--- START ---

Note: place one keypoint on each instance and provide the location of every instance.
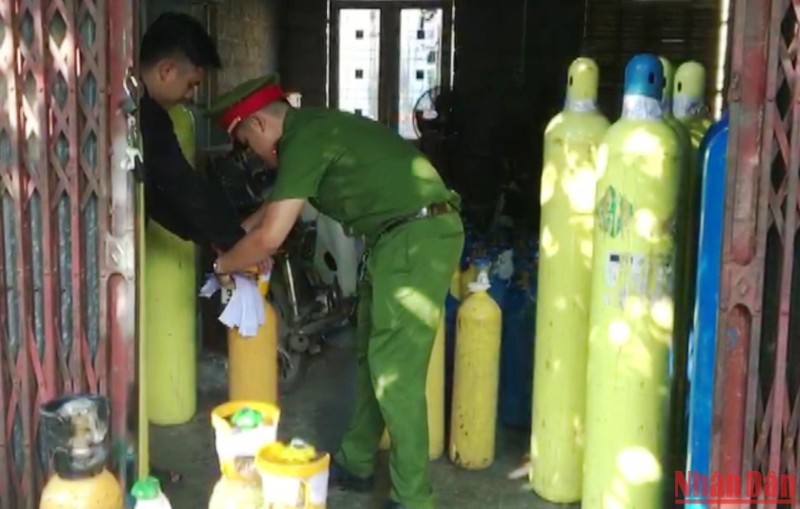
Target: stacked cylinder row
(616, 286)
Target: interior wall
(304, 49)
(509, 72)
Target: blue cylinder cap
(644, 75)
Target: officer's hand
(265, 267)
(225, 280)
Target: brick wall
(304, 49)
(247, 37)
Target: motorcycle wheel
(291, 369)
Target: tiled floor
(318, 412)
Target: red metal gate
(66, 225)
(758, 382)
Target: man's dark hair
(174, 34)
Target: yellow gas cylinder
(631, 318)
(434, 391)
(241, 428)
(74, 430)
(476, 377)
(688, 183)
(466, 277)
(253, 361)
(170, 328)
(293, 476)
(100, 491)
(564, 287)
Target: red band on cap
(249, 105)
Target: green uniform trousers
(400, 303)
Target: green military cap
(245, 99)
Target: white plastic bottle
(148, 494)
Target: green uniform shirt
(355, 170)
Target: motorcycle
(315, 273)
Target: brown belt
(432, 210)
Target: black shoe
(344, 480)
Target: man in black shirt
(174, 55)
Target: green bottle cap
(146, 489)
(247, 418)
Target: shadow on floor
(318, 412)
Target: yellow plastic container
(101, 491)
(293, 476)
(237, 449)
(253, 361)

--- END ---

◆ WORK REQUIRED ◆
Can you put all of the records above into a two-column CSV with the headers "query" and "keypoints", one row per record, each value in a single quoted field with line breaks replaced by spaces? Leave the pictures out.

◆ EXERCISE ANSWER ◆
query,keypoints
"Note: place one keypoint on each instance and provide the location of every instance. Target: stacked cylinder row","(616, 286)"
"Target: interior wall","(304, 49) (509, 72)"
"Target: blue cylinder cap","(644, 75)"
"Target: officer's hand","(265, 267) (225, 280)"
"Target: brick wall","(304, 49) (247, 37)"
"Target: motorcycle wheel","(291, 369)"
"Target: tiled floor","(318, 412)"
"Target: red metal gate","(66, 225) (758, 382)"
"Target: man's dark hair","(174, 34)"
"Target: yellow gas cylinder","(631, 318) (434, 391) (241, 428) (74, 430) (476, 377) (688, 183) (466, 277) (253, 361) (170, 328) (293, 476) (100, 491) (564, 287)"
"Target: red band on cap","(249, 105)"
"Target: green uniform trousers","(400, 303)"
"Target: green military cap","(245, 99)"
"Target: white plastic bottle","(148, 494)"
"Target: green uniform shirt","(355, 170)"
"Target: motorcycle","(315, 273)"
"Target: brown belt","(432, 210)"
"Target: black shoe","(344, 480)"
"Target: man in black shirt","(174, 55)"
"Target: green bottle cap","(146, 489) (247, 418)"
"Target: shadow on floor","(318, 412)"
"Target: yellow plastic container","(101, 491) (293, 476) (237, 449) (253, 361)"